Reading text:
- - - -

April Dunford [00:29:45]:
So then I got to the end of the year and my accountant said, Hey, April, what's the revenue on this book? We need to figure this out. You know, we got to put this in on your taxes and stuff. And I'm like, Yeah, okay. Let me pull the thing out of Amazon. So I'm selling maybe 95% of my books are on Amazon. So I go on Amazon, I download the report, and I pull this thing to look at how much did I make in royalties for the year. And it wasn't even a full year because the book didn't come until May, and I had made $70,000.

Jay Clouse [00:30:15]:
Wow. Almost that large advance you were just talking about that sometimes.

April Dunford [00:30:19]:
I was like, People, that's not nothing.

Jay Clouse [00:30:23]:
Yeah, totally.

April Dunford [00:30:25]:
So, I was like, oh my god, it's like free money. And then the crazy thing is the book sold more the 2nd year than it did the 1st year. And I'm now on year 3 or something. And my book sales are completely flat. So it's cranking that year after year after year. Now, I would have given that away. All of that. And instead what I paid $20 upfront to do their part, only cost me $20.

April Dunford [00:30:52]:
So if you have faith in your ability to be able to market and sell a book, Why the hell would you give it away to these people that don't do anything for you?

- - - -

Tasks and exercises:
1. Answer these questions using the transcript:
(a) How much had April made in royalties by the end of the first year, even though it was not a full year?
(b) About what share of her books does she sell on Amazon?
(c) Did the book sell more in its first year or its second year?
2. In the outline records, copy word for word the lines from the line with "sky --coords pixels" to the line with "Segment every instance of the pale", including both of those lines.
The transcript has no connection to the outline records.

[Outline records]
- - - -

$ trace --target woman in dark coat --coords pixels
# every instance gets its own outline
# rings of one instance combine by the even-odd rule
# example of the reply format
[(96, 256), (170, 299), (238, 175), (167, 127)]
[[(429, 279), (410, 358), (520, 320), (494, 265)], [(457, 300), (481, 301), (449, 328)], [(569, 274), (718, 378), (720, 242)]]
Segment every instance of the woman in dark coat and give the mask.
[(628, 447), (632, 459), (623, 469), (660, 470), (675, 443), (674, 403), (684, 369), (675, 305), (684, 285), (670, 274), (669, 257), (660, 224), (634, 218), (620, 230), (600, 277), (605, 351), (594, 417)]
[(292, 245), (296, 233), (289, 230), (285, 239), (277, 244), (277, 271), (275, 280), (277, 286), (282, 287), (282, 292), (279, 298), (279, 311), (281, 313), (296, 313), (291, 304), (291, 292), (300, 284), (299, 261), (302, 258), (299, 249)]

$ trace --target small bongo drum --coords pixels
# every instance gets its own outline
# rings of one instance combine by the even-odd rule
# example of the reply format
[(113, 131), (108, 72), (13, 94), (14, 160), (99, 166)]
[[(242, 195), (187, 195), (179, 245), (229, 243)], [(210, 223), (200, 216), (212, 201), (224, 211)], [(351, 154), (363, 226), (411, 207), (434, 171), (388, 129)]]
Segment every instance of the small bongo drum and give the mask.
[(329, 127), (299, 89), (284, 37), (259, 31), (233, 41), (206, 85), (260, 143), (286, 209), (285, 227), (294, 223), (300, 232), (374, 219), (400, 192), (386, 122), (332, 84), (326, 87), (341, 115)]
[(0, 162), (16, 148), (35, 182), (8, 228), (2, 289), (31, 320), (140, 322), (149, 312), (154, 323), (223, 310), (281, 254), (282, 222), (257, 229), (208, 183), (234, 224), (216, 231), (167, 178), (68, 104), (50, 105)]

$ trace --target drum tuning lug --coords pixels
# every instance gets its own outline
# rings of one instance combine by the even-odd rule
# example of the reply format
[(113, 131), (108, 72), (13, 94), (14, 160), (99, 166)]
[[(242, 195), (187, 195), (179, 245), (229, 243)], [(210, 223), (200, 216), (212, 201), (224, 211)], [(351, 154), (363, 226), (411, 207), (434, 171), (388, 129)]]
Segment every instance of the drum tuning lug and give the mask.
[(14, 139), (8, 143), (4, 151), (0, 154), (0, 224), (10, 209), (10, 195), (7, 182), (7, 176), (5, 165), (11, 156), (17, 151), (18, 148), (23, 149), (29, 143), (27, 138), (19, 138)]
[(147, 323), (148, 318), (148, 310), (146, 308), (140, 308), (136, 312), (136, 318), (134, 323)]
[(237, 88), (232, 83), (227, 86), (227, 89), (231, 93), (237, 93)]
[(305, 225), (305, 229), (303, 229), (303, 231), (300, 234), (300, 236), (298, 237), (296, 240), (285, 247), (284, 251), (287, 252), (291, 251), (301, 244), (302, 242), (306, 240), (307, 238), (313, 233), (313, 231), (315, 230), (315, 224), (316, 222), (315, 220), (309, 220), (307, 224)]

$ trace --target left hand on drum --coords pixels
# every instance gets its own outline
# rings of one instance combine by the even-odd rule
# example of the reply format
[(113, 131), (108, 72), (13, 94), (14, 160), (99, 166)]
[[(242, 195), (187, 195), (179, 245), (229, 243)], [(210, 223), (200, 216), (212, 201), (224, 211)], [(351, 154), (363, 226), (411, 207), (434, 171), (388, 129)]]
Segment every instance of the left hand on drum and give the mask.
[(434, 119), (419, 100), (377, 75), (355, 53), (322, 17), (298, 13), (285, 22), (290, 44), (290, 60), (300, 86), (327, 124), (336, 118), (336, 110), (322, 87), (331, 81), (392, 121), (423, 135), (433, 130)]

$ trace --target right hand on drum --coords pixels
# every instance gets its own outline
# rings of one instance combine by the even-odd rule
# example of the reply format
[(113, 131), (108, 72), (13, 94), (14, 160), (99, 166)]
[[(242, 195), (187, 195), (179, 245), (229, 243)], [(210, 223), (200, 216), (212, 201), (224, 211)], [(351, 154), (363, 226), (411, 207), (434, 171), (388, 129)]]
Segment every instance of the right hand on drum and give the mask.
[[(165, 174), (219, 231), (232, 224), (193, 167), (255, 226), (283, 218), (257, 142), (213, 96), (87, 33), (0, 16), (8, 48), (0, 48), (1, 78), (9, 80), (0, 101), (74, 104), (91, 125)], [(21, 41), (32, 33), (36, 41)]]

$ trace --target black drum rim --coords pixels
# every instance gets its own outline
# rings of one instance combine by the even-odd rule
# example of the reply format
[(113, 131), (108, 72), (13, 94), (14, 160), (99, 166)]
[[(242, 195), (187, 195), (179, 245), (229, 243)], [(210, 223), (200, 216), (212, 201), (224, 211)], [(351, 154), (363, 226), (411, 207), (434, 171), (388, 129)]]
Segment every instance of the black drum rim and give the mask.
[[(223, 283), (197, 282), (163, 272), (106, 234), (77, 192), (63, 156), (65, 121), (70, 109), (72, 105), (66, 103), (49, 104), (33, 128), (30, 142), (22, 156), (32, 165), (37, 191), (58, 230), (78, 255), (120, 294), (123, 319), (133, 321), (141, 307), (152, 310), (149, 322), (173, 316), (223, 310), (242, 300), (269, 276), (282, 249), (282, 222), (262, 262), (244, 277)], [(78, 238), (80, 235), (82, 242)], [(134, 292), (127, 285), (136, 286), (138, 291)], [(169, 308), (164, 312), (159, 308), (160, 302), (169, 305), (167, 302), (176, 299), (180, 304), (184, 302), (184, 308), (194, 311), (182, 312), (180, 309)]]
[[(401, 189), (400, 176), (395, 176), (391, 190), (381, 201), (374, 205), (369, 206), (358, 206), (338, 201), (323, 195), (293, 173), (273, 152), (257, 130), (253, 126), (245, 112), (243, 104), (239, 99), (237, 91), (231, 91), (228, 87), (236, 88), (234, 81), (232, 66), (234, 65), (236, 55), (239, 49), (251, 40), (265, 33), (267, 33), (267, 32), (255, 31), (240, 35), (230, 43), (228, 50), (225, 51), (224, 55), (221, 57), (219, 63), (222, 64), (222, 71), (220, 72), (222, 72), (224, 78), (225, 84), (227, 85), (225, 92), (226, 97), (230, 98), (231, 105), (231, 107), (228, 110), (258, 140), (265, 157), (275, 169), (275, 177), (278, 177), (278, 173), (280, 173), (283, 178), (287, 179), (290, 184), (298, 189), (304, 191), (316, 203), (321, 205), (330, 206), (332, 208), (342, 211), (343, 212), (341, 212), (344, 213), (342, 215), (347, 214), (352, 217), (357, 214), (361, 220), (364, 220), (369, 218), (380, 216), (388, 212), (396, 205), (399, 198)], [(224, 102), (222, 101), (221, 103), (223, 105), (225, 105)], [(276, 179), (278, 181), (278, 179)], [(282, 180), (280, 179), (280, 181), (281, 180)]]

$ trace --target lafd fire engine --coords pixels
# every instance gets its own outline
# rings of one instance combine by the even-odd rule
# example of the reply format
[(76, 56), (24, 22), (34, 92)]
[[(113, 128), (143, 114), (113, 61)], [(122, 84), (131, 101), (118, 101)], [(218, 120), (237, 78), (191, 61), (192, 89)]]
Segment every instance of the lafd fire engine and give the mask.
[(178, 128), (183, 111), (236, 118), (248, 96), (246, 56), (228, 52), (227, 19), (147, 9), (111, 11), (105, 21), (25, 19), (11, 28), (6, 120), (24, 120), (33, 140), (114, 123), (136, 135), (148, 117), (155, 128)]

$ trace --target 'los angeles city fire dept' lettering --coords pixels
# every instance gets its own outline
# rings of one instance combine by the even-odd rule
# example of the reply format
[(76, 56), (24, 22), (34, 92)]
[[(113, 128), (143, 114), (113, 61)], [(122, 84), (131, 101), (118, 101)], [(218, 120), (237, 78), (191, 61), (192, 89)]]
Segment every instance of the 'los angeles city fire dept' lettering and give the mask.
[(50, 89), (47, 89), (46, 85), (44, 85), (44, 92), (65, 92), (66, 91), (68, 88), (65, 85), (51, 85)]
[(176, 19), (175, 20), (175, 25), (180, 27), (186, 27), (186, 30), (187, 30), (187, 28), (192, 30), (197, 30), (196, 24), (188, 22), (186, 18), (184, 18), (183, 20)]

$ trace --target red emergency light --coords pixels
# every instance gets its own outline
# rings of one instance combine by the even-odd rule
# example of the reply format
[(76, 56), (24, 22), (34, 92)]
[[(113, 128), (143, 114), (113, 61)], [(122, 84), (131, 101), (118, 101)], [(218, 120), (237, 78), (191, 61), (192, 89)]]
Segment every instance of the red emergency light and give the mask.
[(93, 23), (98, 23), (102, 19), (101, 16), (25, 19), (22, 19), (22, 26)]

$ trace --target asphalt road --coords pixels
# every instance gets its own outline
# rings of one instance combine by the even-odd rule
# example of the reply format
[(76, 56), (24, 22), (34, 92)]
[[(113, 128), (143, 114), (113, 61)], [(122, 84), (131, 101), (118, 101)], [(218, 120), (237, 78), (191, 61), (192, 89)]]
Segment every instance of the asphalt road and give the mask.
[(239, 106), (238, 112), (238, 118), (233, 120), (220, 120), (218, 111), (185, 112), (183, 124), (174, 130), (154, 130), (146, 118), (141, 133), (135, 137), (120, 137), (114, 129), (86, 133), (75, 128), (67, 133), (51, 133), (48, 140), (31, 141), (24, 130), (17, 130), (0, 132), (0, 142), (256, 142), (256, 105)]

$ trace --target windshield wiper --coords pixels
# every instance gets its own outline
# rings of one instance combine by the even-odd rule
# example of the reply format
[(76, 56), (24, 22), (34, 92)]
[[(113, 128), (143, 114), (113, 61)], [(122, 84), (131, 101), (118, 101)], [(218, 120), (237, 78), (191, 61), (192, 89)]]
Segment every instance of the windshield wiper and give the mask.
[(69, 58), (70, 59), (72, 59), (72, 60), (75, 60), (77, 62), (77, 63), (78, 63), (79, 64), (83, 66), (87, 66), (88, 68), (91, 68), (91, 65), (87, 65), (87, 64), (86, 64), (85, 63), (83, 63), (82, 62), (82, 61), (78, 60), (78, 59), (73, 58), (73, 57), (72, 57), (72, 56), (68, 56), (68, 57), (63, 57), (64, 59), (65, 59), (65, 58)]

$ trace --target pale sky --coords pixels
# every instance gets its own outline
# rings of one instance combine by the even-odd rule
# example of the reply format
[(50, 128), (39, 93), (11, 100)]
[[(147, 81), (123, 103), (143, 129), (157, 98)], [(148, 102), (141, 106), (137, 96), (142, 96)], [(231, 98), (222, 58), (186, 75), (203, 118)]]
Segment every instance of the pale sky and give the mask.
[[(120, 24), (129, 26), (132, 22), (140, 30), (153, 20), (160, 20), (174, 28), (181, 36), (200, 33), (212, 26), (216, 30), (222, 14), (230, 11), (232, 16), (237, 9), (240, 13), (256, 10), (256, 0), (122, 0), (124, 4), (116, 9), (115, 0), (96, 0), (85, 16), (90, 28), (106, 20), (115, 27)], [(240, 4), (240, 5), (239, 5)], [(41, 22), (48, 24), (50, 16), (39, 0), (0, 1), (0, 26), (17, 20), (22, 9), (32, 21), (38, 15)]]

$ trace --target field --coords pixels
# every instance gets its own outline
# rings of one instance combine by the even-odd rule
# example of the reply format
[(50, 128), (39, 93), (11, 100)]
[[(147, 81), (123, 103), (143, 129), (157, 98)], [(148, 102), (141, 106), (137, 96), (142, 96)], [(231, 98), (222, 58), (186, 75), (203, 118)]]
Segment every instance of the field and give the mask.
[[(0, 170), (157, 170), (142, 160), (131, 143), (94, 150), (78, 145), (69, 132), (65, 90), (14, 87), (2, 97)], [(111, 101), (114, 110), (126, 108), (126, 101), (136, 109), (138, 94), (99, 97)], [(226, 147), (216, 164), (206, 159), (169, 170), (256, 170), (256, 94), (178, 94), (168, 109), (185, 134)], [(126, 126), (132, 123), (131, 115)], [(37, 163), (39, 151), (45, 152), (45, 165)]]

- - - -

Complete answers:
1.
(a) $70,000
(b) About 95%
(c) Its second year

2.
$ trace --target pale sky --coords pixels
# every instance gets its own outline
# rings of one instance combine by the even-odd rule
# example of the reply format
[(50, 128), (39, 93), (11, 100)]
[[(147, 81), (123, 103), (143, 129), (157, 98)], [(148, 102), (141, 106), (137, 96), (142, 96)], [(231, 98), (222, 58), (186, 75), (203, 118)]]
Segment every instance of the pale sky and give the mask.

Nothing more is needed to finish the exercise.